_Bloc de texte_
- - - - -
Alexandre Alekhine devient le 4ème champion du Monde d’échecs en fin d’année 1927 en battant Capablanca.Un match de légende pour le jeu d’échecs, et un match qui n’aura hélas jamais de revanche.
C’est d’ailleurs durant ce championnat du Monde à Buenos Aires en Argentine, qu’Alekhine obtiendra la nationalité Française, le 5 novembre 1927.
A la fin du mois de janvier 1928, il revient à Paris, et il est accueilli par la communauté Russe de Paris, tous des réfugiés de la révolution Russe de 1917.
 
Le Matin – 28 janvier 1928 – Retronews
 
Et c’est cette même communauté Russe de Paris qui organise une grande fête en son honneur, quelques jours plus tard, le samedi 4 février 1928, dans les locaux du journal « La Russie Illustrée ». Il faut noter que la Fédération Française des Échecs organisera le 12 février un banquet en l’honneur du nouveau champion du Monde. Gaston Legrain précise dans L’Action Française du 13 février 1928 : « Malgré l’organisation hâtive, jamais aussi nombreuse assemblée d’amis des échecs n’a été réunie. ».
 

L’Action Française – 13 février 1928 – Retronews

 
Le journal La Russie Illustrée a consacré plusieurs pages à la rencontre de la diaspora Russe avec Alekhine. En voici la traduction du Russe.
Ne manquez pas de lire les dures paroles d’Alekhine au sujet de Capablanca, ce qui entre autres a sans doute influencé leur mauvaise relation par la suite.
 
A noter que les archives du journal La Russie Illustrée proviennent du site https://librarium.fr/ru/magazines
 

La Russie Illustrée – 11 février 1928 

 
Comment j’ai battu Capablanca ?
Par A. Alekhine pour la « La Russie Illustrée »
Très peu de temps s’est écoulé depuis la fin du match du championnat du monde – et j’ai dû donner à plusieurs reprises une réponse à la question, qui reflétait l’attitude de la grande majorité des fans d’échecs et des personnes complètement étrangères à notre art et au côté sportif du match.
– Comment (c’est-à-dire, pourquoi) avez-vous battu Capablanca ?
- - - - -
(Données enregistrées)
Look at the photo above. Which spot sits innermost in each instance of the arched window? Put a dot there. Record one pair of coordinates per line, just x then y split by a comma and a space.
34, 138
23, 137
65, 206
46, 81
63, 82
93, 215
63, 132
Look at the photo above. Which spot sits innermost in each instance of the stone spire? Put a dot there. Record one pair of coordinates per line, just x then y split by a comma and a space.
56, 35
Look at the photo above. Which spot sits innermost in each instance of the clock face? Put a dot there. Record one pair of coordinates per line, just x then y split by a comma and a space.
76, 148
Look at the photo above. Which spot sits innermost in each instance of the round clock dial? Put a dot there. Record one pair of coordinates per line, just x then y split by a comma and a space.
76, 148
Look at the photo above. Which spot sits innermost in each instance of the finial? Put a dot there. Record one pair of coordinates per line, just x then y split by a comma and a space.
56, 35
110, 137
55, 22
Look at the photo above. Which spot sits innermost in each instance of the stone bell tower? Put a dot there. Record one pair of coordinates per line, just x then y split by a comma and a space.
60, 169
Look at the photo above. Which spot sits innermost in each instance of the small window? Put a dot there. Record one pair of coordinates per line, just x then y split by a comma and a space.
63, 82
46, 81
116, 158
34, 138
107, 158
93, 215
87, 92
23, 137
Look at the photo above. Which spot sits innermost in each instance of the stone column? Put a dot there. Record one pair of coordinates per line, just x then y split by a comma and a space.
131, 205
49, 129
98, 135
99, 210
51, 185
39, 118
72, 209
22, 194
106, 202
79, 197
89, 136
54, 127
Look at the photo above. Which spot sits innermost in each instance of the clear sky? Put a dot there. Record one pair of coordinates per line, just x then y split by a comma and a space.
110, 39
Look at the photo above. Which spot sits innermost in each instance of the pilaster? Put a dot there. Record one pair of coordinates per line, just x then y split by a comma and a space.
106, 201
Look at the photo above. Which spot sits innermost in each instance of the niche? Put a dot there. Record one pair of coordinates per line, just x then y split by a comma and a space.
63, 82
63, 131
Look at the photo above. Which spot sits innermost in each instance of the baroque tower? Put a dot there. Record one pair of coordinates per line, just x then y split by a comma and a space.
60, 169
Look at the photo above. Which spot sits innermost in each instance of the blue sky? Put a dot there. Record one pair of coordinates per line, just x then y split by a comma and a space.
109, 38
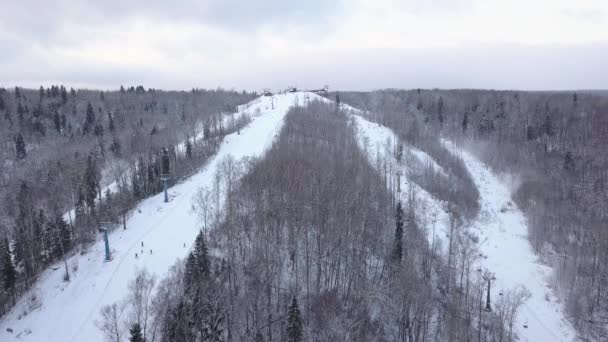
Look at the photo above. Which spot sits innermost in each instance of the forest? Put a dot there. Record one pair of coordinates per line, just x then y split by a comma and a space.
311, 245
75, 161
551, 145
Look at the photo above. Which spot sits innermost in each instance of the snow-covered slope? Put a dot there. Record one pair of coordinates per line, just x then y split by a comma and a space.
509, 255
68, 311
378, 142
502, 229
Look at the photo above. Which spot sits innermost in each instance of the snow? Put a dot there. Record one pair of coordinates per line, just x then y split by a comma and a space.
509, 255
373, 139
500, 225
68, 311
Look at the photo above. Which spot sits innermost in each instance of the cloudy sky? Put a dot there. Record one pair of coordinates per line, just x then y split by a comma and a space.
355, 45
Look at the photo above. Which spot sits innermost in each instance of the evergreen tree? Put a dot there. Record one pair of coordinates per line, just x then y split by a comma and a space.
9, 274
188, 148
20, 147
8, 117
111, 122
64, 95
397, 253
136, 334
337, 101
259, 337
89, 121
23, 238
201, 255
440, 110
190, 273
465, 121
62, 236
91, 183
57, 122
166, 162
295, 330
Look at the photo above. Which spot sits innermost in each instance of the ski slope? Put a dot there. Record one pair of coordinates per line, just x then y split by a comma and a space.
501, 226
378, 141
68, 311
509, 255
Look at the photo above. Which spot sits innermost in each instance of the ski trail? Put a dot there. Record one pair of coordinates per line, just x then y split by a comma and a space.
511, 258
68, 311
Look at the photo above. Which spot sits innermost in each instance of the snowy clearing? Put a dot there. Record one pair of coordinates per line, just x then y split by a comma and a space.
68, 311
377, 141
503, 232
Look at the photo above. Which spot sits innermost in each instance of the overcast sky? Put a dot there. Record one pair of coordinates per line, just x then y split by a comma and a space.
354, 45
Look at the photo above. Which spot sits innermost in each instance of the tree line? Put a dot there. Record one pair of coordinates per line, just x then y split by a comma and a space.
- - - - -
_Énoncé du problème 1_
Relevez chaque ligne des enregistrements qui contient la chaîne « window », en tenant compte des majuscules et des minuscules.
_Énoncé du problème 2_
Écrivez la suite du texte sur Alekhine et sa victoire contre Capablanca, à partir de sa dernière phrase.
Ces enregistrements n'ont aucun lien avec le texte.

_Résultat final 1_
Look at the photo above. Which spot sits innermost in each instance of the arched window? Put a dot there. Record one pair of coordinates per line, just x then y split by a comma and a space.
Look at the photo above. Which spot sits innermost in each instance of the small window? Put a dot there. Record one pair of coordinates per line, just x then y split by a comma and a space.

_Résultat final 2_
– Je pense qu’il ne peut y avoir qu’une seule explication à ma victoire, qui dans sa simplicité me rappelle une des « Vérités » de M. de la Palisse, à savoir que j’ai simplement mieux joué que Capablanca à Buenos Aires à la fin de l’année 1927…
On peut, bien sûr, spéculer sur la question de savoir si mon adversaire était au mieux de sa forme (bien qu’il ait déclaré urbi et orbi avant le match lui-même qu’il se sentait très bien et qu’il était tout à fait apte au combat) et s’il trouverait de nouvelles forces pour la revanche qu’il espérait organiser en 1929. Malgré une très haute opinion de la classe de mon adversaire et une appréciation tout aussi haute de son don purement intuitif et de son style classique, je crois que Capablanca en 1929 différera très peu de Capablanca en 1927, tout aussi peu que ce dernier différait du vainqueur de 1921, Lasker, à La Havane.
Je pense que c’est parce que deux mois et demi de contact quotidien avec le « genio latino » cubain ne peuvent que renforcer définitivement l’opinion que j’ai de lui, qui a commencé à se dessiner dès les jours mémorables du tournoi de Saint-Pétersbourg en 1914 : les défauts échiquéens de Capablanca, certes légers, étaient alors difficilement exploitables pour moi, mais indissociables de sa personnalité car ils se situaient dans un lien organique trop étroit avec ses défauts humains, trop humains….
Mais si Capablanca ne jouait pas plus mal qu’avant, pourquoi nos résultats précédents ressemblaient-ils si peu à ce qui s’est passé dans ce match ? Oui, probablement principalement parce que pour la première fois dans ma carrière échiquéenne, je me trouvais à Buenos Aires face à une opportunité réelle, unique, d’un accomplissement sportif supérieur et… J’ai joué comme je ne l’avais jamais fait de ma vie.
 
Les résultats du match, outre ma satisfaction personnelle, m’ont procuré une double joie : – Tout d’abord, la conscience d’avoir réussi à débarrasser le monde des échecs de sa fascination néfaste, de l’hypnose de masse dans laquelle il était maintenu par un homme qui n’aimait pas son art et qui était récemment devenu un prédicateur de son inutilité et de sa quasi-extinction ; Ensuite, de la conviction que le fait de ma victoire, qui semblait si improbable, rappellerait à beaucoup de gens, et en particulier à ceux qui en avaient le plus besoin à l’heure actuelle, que dans tous les autres domaines de la vie, tôt ou tard, l’imprévisible et apparemment l’impossible se réalise, ce qui transforme souvent les rêves les plus courageux en réalité…
 

La reine (de beauté) de la colonie Russe de Paris, Nika Severskaya, offre au Roi des échecs, A.A.Alekhine, un bouquet de fleurs.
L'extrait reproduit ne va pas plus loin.